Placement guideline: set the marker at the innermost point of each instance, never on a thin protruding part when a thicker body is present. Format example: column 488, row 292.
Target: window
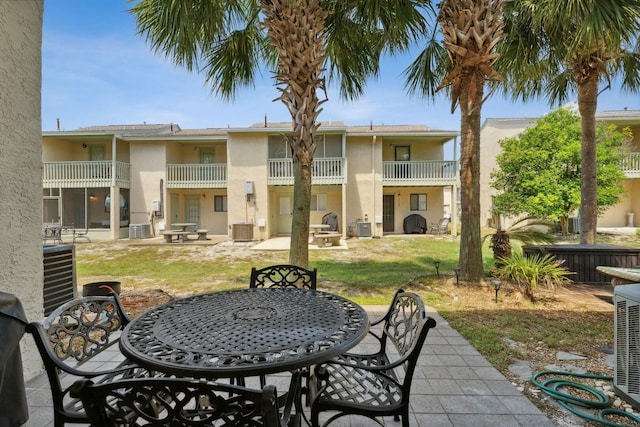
column 418, row 202
column 220, row 203
column 319, row 202
column 403, row 153
column 207, row 155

****************

> [Assignment] An exact copy of the records above is wanted, with the pictures omitted.

> [Response to this exercise]
Placement guideline: set the marker at the innermost point of each instance, never on a thin protruding part when a thicker body is present. Format example: column 488, row 292.
Target: window
column 418, row 202
column 220, row 203
column 319, row 202
column 403, row 153
column 207, row 155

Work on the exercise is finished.